··· RECORDS FOR THIS EXERCISE
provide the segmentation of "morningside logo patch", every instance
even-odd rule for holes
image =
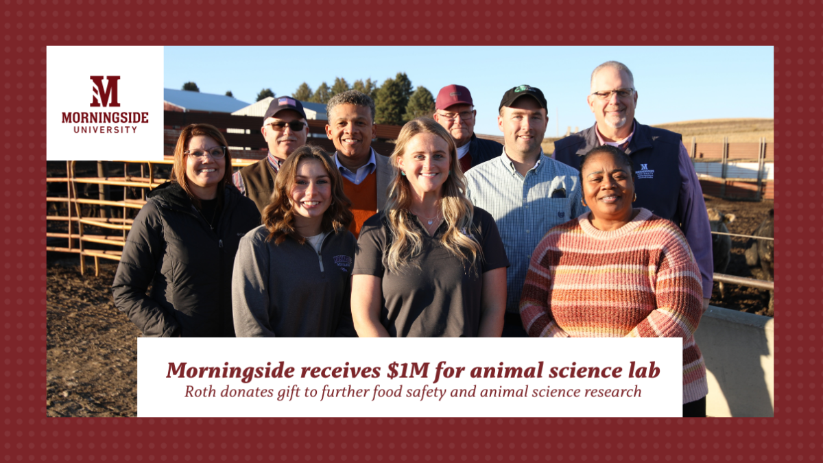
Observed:
[[[95,83],[92,87],[92,108],[119,107],[117,82],[120,76],[108,76],[108,85],[104,84],[103,76],[91,76]],[[75,133],[137,133],[141,124],[149,123],[148,111],[74,111],[62,114],[63,124],[72,124]]]
[[[46,158],[163,158],[162,47],[47,47]]]

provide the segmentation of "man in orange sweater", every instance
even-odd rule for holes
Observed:
[[[343,191],[351,200],[355,237],[367,218],[386,204],[392,180],[388,158],[371,147],[374,136],[374,101],[356,90],[338,93],[326,104],[326,136],[334,143],[334,160],[343,176]]]

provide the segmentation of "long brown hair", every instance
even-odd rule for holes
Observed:
[[[174,147],[174,164],[171,167],[170,178],[172,181],[176,181],[183,187],[183,189],[188,194],[188,197],[198,208],[200,208],[200,199],[192,191],[192,188],[189,186],[186,178],[186,158],[188,156],[184,152],[188,149],[188,142],[193,138],[200,135],[211,138],[215,142],[217,142],[220,146],[229,146],[223,133],[216,127],[210,124],[193,124],[187,125],[180,132],[180,136],[177,138],[177,146]],[[231,152],[228,147],[226,149],[226,157],[224,159],[226,159],[226,166],[223,170],[223,178],[217,184],[218,199],[222,199],[221,193],[223,191],[223,187],[226,186],[226,184],[231,182]]]
[[[274,180],[272,201],[263,210],[263,223],[269,233],[267,240],[274,240],[276,245],[283,242],[286,236],[294,238],[300,244],[305,242],[305,238],[297,232],[297,228],[295,227],[295,213],[289,194],[294,187],[297,167],[300,161],[310,159],[317,160],[323,165],[328,172],[329,181],[332,182],[332,204],[323,214],[323,222],[320,225],[323,231],[341,232],[346,229],[354,219],[354,214],[351,213],[351,201],[343,193],[343,177],[337,171],[332,157],[319,147],[305,145],[297,148],[280,166],[280,171],[277,171],[277,176]]]
[[[479,234],[480,231],[472,229],[474,206],[466,198],[466,180],[458,161],[457,146],[449,132],[435,119],[421,117],[410,120],[400,130],[394,152],[389,158],[394,180],[388,187],[386,218],[393,239],[386,251],[386,266],[392,272],[398,273],[400,268],[411,262],[423,247],[423,236],[412,224],[408,212],[412,205],[412,185],[407,177],[400,175],[398,167],[398,158],[403,156],[409,141],[419,133],[432,133],[449,143],[450,172],[443,184],[440,198],[440,213],[449,224],[449,229],[440,237],[440,242],[451,254],[474,265],[477,258],[481,257],[482,248],[470,236]]]

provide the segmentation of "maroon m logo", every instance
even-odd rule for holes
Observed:
[[[106,76],[106,78],[109,80],[107,87],[103,86],[103,76],[91,76],[90,78],[97,86],[97,88],[91,87],[95,94],[91,96],[91,105],[90,106],[100,106],[100,101],[103,101],[104,106],[120,105],[120,103],[117,101],[117,81],[120,80],[120,76]],[[100,97],[100,100],[98,100],[98,97]]]

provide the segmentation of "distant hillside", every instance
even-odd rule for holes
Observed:
[[[658,124],[654,127],[666,129],[677,132],[683,136],[683,141],[691,143],[691,138],[696,137],[697,143],[721,143],[723,137],[728,137],[729,143],[751,142],[757,143],[761,137],[766,142],[774,141],[774,119],[704,119],[700,120],[685,120],[682,122],[670,122]],[[543,151],[546,153],[554,152],[555,140],[543,140]]]

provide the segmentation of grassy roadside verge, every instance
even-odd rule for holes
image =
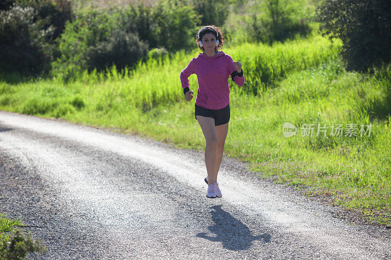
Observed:
[[[310,40],[270,48],[246,44],[239,49],[251,50],[248,56],[225,51],[243,64],[247,84],[244,89],[230,82],[224,152],[250,162],[261,177],[295,185],[308,196],[328,196],[371,222],[390,225],[390,71],[348,73],[335,51]],[[195,56],[140,65],[122,79],[112,73],[100,80],[93,73],[68,85],[59,80],[2,83],[0,109],[122,129],[203,151],[195,96],[184,100],[179,82],[180,69]],[[195,93],[196,79],[189,79]],[[290,138],[282,134],[287,122],[298,129]],[[302,136],[306,125],[318,123],[329,127],[326,136],[315,136],[316,128],[312,136]],[[356,136],[345,136],[349,124],[358,128]],[[342,136],[330,134],[337,124],[345,130]],[[360,126],[370,124],[370,135],[360,136]]]
[[[24,259],[29,253],[46,251],[38,240],[31,239],[29,232],[25,234],[18,228],[22,226],[21,219],[0,214],[0,259]]]

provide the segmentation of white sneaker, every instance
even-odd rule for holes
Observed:
[[[206,193],[206,197],[209,199],[215,199],[216,198],[216,192],[215,190],[215,185],[211,184],[208,186],[208,192]]]
[[[220,191],[220,189],[218,188],[218,183],[216,182],[214,185],[215,186],[215,192],[216,193],[216,197],[218,198],[221,198],[223,196],[221,195],[221,192]]]

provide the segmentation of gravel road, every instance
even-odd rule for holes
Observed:
[[[47,247],[38,259],[391,259],[390,230],[246,166],[224,156],[210,199],[203,152],[0,111],[0,211]]]

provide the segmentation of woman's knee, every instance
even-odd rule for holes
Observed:
[[[210,138],[206,140],[207,149],[216,150],[217,147],[217,138]]]

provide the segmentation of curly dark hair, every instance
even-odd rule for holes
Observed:
[[[202,29],[200,33],[200,30],[206,26],[208,27]],[[224,35],[223,32],[219,28],[215,25],[206,25],[206,26],[201,27],[199,28],[198,32],[197,32],[197,35],[196,36],[196,42],[197,43],[197,45],[198,46],[199,49],[203,52],[204,52],[205,49],[204,49],[204,47],[200,47],[199,44],[198,43],[198,41],[199,41],[200,39],[202,39],[202,36],[207,33],[212,33],[215,35],[216,37],[217,37],[217,34],[216,33],[216,31],[217,31],[218,32],[218,39],[217,39],[218,40],[218,45],[217,46],[216,48],[215,48],[215,50],[216,51],[216,52],[217,52],[217,50],[221,50],[223,47],[223,44],[224,44]],[[209,27],[212,27],[214,28],[216,31]],[[199,37],[198,37],[198,33],[199,33]]]

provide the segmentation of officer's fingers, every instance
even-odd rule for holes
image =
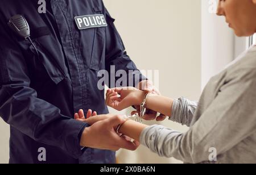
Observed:
[[[110,98],[110,97],[113,97],[113,96],[117,96],[117,95],[118,95],[118,94],[117,93],[117,92],[113,92],[113,93],[112,93],[111,94],[110,94],[108,96],[108,98]]]
[[[134,114],[138,114],[138,111],[132,111],[132,112],[131,113],[131,115],[134,115]]]
[[[76,120],[80,122],[86,123],[86,119],[77,119]]]
[[[79,115],[78,113],[75,114],[75,115],[74,115],[74,118],[75,118],[75,119],[76,119],[76,120],[79,119]]]
[[[106,94],[106,96],[109,95],[109,94],[113,93],[113,92],[114,92],[114,90],[113,90],[113,89],[109,89],[108,91],[107,91],[107,93]]]
[[[97,112],[96,111],[94,111],[93,114],[92,114],[92,116],[96,116],[96,115],[97,115]]]
[[[86,119],[89,119],[90,117],[92,116],[92,110],[89,109],[89,110],[87,111]]]
[[[114,89],[114,91],[118,93],[118,94],[120,94],[123,88],[115,88],[115,89]]]
[[[156,121],[160,122],[164,120],[164,119],[167,118],[167,116],[165,116],[164,115],[160,114],[159,116],[156,117]]]
[[[79,118],[80,119],[85,119],[84,110],[80,109],[79,111]]]
[[[121,99],[119,97],[118,97],[118,95],[113,95],[112,97],[111,97],[110,98],[109,98],[109,100],[110,101],[121,101]]]

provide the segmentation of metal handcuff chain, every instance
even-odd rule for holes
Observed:
[[[135,120],[135,122],[139,122],[141,123],[142,123],[142,118],[145,115],[146,109],[147,109],[146,107],[146,101],[147,100],[147,97],[148,95],[148,94],[149,94],[149,93],[146,93],[145,95],[145,97],[144,97],[143,101],[141,103],[140,107],[139,107],[139,110],[140,110],[139,114],[136,113],[131,116],[125,117],[125,119],[126,119],[126,121],[129,119],[133,119],[133,120]],[[125,122],[124,123],[125,123]],[[117,128],[116,132],[119,136],[121,136],[123,135],[123,134],[122,133],[120,133],[119,132],[119,130],[120,130],[120,128],[122,127],[122,126],[123,125],[123,124],[124,123],[123,123],[122,124],[119,124]]]

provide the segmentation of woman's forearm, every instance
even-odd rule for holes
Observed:
[[[141,132],[147,126],[133,120],[128,120],[122,125],[119,132],[135,140],[139,141]]]
[[[147,109],[171,116],[174,100],[171,98],[154,94],[148,94],[146,101]]]

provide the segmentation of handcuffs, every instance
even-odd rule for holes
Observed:
[[[129,119],[133,120],[134,121],[136,121],[137,122],[142,123],[142,118],[145,115],[146,111],[147,110],[147,108],[146,107],[146,101],[147,100],[147,97],[149,93],[146,93],[145,95],[145,97],[144,97],[143,101],[141,104],[141,106],[139,106],[139,114],[136,113],[131,116],[126,116],[125,117],[125,119],[126,120],[128,120]],[[122,127],[122,125],[123,124],[120,124],[117,126],[116,132],[117,134],[119,136],[121,136],[123,135],[122,133],[120,133],[119,132],[119,130],[120,130],[120,128]]]

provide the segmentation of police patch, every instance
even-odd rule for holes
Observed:
[[[108,26],[105,16],[102,14],[75,16],[75,20],[79,30]]]

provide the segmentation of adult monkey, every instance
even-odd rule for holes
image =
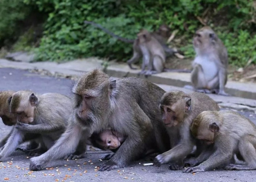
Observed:
[[[109,127],[127,138],[100,171],[126,166],[150,147],[159,151],[169,149],[158,107],[165,91],[156,85],[136,78],[115,80],[95,69],[82,75],[72,91],[76,100],[72,124],[46,153],[31,159],[31,170],[43,169],[74,151],[79,139],[86,142],[93,132]]]
[[[227,80],[227,52],[221,40],[210,27],[204,27],[196,32],[193,45],[196,55],[192,64],[193,89],[229,95],[224,90]]]
[[[159,166],[169,162],[177,162],[172,164],[169,168],[181,169],[184,167],[183,160],[192,151],[194,146],[196,144],[197,150],[201,149],[190,133],[193,120],[203,111],[218,111],[219,108],[206,94],[196,92],[185,94],[180,91],[165,92],[161,99],[160,107],[163,122],[167,129],[171,130],[169,135],[171,141],[174,143],[170,150],[157,156],[155,163]]]
[[[132,66],[132,64],[138,62],[139,59],[143,55],[143,53],[142,52],[140,47],[139,41],[138,37],[135,39],[125,39],[114,34],[108,29],[95,23],[88,21],[85,21],[84,22],[85,24],[90,24],[100,28],[107,33],[120,40],[127,43],[133,43],[133,55],[132,57],[127,61],[127,63],[131,69],[132,70],[136,69]],[[154,39],[156,39],[162,46],[166,56],[167,56],[173,55],[174,54],[178,54],[178,51],[168,47],[166,45],[167,39],[171,35],[170,30],[170,28],[168,25],[163,24],[160,25],[157,30],[150,33],[151,36]],[[165,71],[177,71],[181,72],[190,72],[189,70],[181,69],[166,69]]]

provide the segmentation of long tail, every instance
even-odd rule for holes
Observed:
[[[116,38],[118,40],[121,40],[121,41],[124,41],[125,42],[127,42],[128,43],[132,43],[135,40],[128,39],[125,39],[125,38],[123,38],[123,37],[120,37],[120,36],[118,36],[118,35],[116,35],[116,34],[114,34],[113,33],[109,31],[109,30],[108,30],[106,28],[104,28],[103,27],[101,26],[101,25],[99,25],[99,24],[98,24],[97,23],[94,23],[93,21],[84,21],[84,23],[86,24],[90,24],[91,25],[92,25],[94,26],[94,27],[98,28],[99,28],[101,29],[102,30],[103,30],[103,31],[107,33],[108,33],[111,36],[112,36],[115,38]]]

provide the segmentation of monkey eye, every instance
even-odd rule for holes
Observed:
[[[209,36],[210,37],[210,38],[213,38],[214,37],[214,34],[211,33],[209,34]]]
[[[16,114],[17,114],[17,115],[21,115],[21,114],[22,114],[22,112],[17,112]]]

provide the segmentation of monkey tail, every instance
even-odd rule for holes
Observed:
[[[125,38],[123,38],[120,36],[118,36],[118,35],[116,35],[116,34],[114,34],[113,33],[109,31],[106,28],[104,28],[103,27],[102,27],[100,24],[98,24],[97,23],[94,23],[93,21],[84,21],[84,23],[86,24],[90,24],[94,26],[94,27],[98,28],[99,28],[101,29],[102,30],[105,32],[109,34],[113,37],[116,38],[118,40],[121,41],[123,41],[124,42],[127,42],[128,43],[132,43],[135,40],[128,39],[125,39]]]
[[[182,69],[170,69],[165,68],[163,69],[165,72],[178,72],[183,73],[191,73],[191,70]]]

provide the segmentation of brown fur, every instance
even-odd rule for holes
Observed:
[[[127,138],[101,171],[127,166],[151,149],[170,149],[158,107],[165,91],[155,84],[136,78],[114,79],[95,69],[81,76],[72,91],[77,100],[72,124],[47,152],[31,159],[31,170],[42,169],[72,151],[78,139],[85,142],[109,127]]]
[[[227,49],[209,27],[196,32],[193,45],[196,55],[192,63],[191,82],[194,89],[205,93],[227,95],[224,86],[227,79]]]
[[[42,149],[49,149],[65,129],[73,106],[69,98],[59,94],[35,95],[29,91],[13,93],[10,101],[11,111],[18,122],[0,153],[0,160],[24,141],[27,133],[40,134]]]
[[[218,111],[219,108],[214,101],[206,94],[185,94],[179,91],[165,93],[161,99],[160,107],[163,122],[170,131],[168,134],[173,148],[157,156],[155,162],[158,166],[177,162],[177,164],[171,165],[169,168],[180,169],[183,167],[183,160],[195,145],[189,130],[193,120],[203,111]]]
[[[256,169],[256,126],[245,117],[232,111],[204,111],[194,120],[191,129],[195,137],[214,147],[202,163],[184,172],[204,171],[223,165],[229,170]],[[234,154],[245,163],[233,163]]]

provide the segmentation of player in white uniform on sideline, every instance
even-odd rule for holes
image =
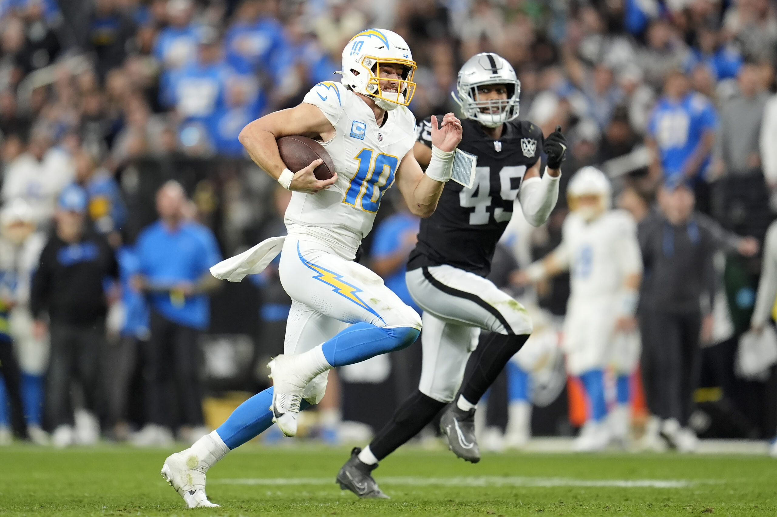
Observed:
[[[561,244],[516,279],[528,283],[571,272],[563,347],[567,370],[583,380],[591,408],[574,448],[598,450],[613,438],[625,440],[629,429],[629,374],[639,355],[634,314],[642,255],[631,215],[610,210],[611,189],[601,171],[581,168],[570,180],[567,196],[571,212]],[[611,364],[618,375],[618,404],[608,422],[603,374]]]
[[[433,131],[426,174],[413,156],[416,123],[406,106],[415,90],[415,69],[398,34],[365,30],[343,51],[341,83],[319,83],[299,106],[263,116],[241,132],[252,159],[294,191],[285,215],[288,235],[261,242],[211,272],[239,281],[263,270],[282,248],[280,282],[293,303],[285,353],[269,365],[274,386],[165,461],[162,476],[190,508],[217,506],[205,494],[205,473],[229,450],[272,422],[294,435],[298,414],[321,400],[330,369],[402,349],[418,337],[421,319],[416,311],[380,276],[353,262],[383,193],[395,181],[410,211],[426,217],[451,179],[462,138],[453,113]],[[319,140],[334,162],[335,176],[316,179],[313,170],[320,159],[296,173],[287,168],[276,141],[287,135]]]

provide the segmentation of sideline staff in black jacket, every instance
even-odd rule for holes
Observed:
[[[70,381],[83,388],[86,408],[97,407],[99,355],[105,343],[107,312],[103,281],[117,278],[118,268],[107,241],[92,231],[86,217],[86,192],[77,185],[59,196],[56,227],[40,254],[33,279],[30,309],[36,332],[51,321],[51,357],[46,387],[49,424],[55,445],[73,441]]]

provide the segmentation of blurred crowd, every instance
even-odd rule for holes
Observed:
[[[758,242],[777,209],[773,0],[0,0],[0,441],[12,429],[39,442],[53,432],[59,445],[101,429],[126,437],[116,428],[138,364],[146,425],[136,442],[204,432],[195,349],[215,287],[207,269],[284,231],[287,200],[250,178],[255,168],[214,192],[159,165],[149,170],[166,175],[138,204],[128,199],[136,165],[246,160],[242,127],[336,81],[346,43],[370,26],[409,43],[419,120],[455,111],[458,67],[493,51],[517,73],[521,118],[567,134],[559,206],[512,247],[517,265],[558,244],[566,182],[596,165],[638,220],[657,195],[661,210],[682,205],[670,196],[679,189],[692,196],[681,220],[696,210],[754,238],[728,241],[736,256],[720,274],[740,280],[722,295],[733,330],[716,342],[747,329]],[[363,260],[401,290],[417,221],[384,204],[378,221],[392,218]],[[538,289],[556,316],[565,282]],[[263,328],[282,342],[287,300],[272,268],[254,284]],[[254,356],[277,353],[276,338]],[[176,393],[190,400],[174,404]]]

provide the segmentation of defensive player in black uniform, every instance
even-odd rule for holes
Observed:
[[[470,58],[458,73],[457,89],[454,98],[464,115],[458,149],[477,157],[475,182],[472,188],[449,182],[434,213],[421,221],[406,276],[410,295],[423,309],[421,380],[370,445],[355,448],[337,474],[341,488],[362,498],[387,497],[371,475],[378,462],[455,400],[443,415],[441,430],[457,456],[478,461],[475,406],[531,332],[525,309],[484,277],[516,198],[534,226],[548,218],[558,198],[566,142],[560,128],[543,139],[535,124],[515,120],[521,83],[495,54]],[[422,166],[431,158],[430,129],[430,119],[418,128],[414,154]],[[491,335],[468,364],[482,328]],[[466,381],[458,391],[465,366]]]

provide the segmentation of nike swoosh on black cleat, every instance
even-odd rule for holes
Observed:
[[[464,433],[462,432],[462,429],[458,427],[458,421],[453,421],[454,425],[456,426],[456,434],[458,435],[458,443],[465,449],[472,449],[475,446],[475,442],[467,443],[467,440],[464,439]]]
[[[367,493],[366,483],[359,483],[355,479],[354,479],[354,477],[350,475],[350,472],[346,472],[345,474],[348,476],[348,479],[350,479],[350,482],[354,484],[354,486],[356,487],[357,491],[358,491],[360,494]]]

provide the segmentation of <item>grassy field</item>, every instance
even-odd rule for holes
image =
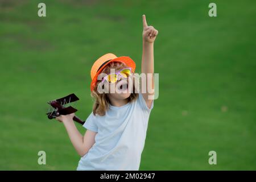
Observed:
[[[80,158],[63,125],[47,118],[46,102],[75,93],[86,119],[90,68],[107,52],[130,56],[139,72],[143,14],[159,31],[159,97],[140,169],[256,169],[256,2],[214,1],[216,18],[210,2],[0,0],[0,169],[76,169]],[[47,165],[38,164],[40,150]]]

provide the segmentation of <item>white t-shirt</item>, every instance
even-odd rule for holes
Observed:
[[[81,158],[77,170],[138,170],[149,109],[141,93],[121,107],[110,106],[104,116],[92,113],[83,126],[97,132],[95,143]]]

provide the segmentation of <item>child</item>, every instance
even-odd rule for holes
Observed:
[[[145,15],[142,18],[141,71],[153,74],[154,42],[158,31],[147,26]],[[134,86],[131,89],[130,78],[135,69],[135,64],[131,58],[117,57],[112,53],[106,54],[95,61],[90,72],[91,95],[95,102],[93,111],[84,125],[87,129],[84,136],[73,122],[74,114],[57,118],[63,122],[71,142],[81,156],[77,170],[139,169],[148,118],[154,105],[153,100],[149,99],[149,96],[154,96],[154,93],[146,90],[145,93],[137,93]],[[102,74],[105,74],[103,78],[99,78]],[[146,81],[152,81],[154,88],[154,77],[151,78]],[[113,86],[116,92],[109,92]],[[123,91],[123,89],[132,92],[117,92]],[[101,93],[102,90],[107,92]]]

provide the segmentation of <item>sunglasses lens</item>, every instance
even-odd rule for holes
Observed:
[[[107,77],[107,80],[109,83],[114,83],[117,80],[117,76],[116,74],[110,74]]]
[[[129,69],[125,69],[120,72],[120,75],[124,78],[127,78],[131,75],[131,71]]]

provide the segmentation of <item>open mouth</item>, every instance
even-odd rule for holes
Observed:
······
*THE TASK:*
Can you copy out the entries line for line, starting at the line that contains "provide the segmentation of woman's forearm, every" and ending at the line that contains "[[[108,26],[105,16],[102,14],[75,16],[75,20],[79,30]]]", with both of those lines included?

*EXERCISE SOLUTION:*
provide the segmentation of woman's forearm, every instance
even-odd rule for holes
Observed:
[[[141,132],[147,126],[133,120],[128,120],[122,125],[119,132],[135,140],[139,141]]]
[[[147,109],[171,116],[174,100],[171,98],[154,94],[148,94],[146,101]]]

provide the segmentation of handcuffs, every instance
even-odd rule for holes
Observed:
[[[129,119],[133,120],[134,121],[136,121],[137,122],[142,123],[142,118],[145,115],[146,111],[147,110],[147,108],[146,107],[146,101],[147,100],[147,97],[149,93],[146,93],[145,95],[145,97],[144,97],[143,101],[141,104],[141,106],[139,106],[139,114],[136,113],[131,116],[126,116],[125,117],[125,119],[126,120],[128,120]],[[122,127],[122,125],[123,124],[120,124],[117,126],[116,132],[117,134],[119,136],[121,136],[123,135],[122,133],[120,133],[119,132],[119,130],[120,130],[120,128]]]

provide the segmentation of police patch, every instance
even-odd rule for holes
Observed:
[[[108,26],[105,16],[102,14],[75,16],[75,20],[79,30]]]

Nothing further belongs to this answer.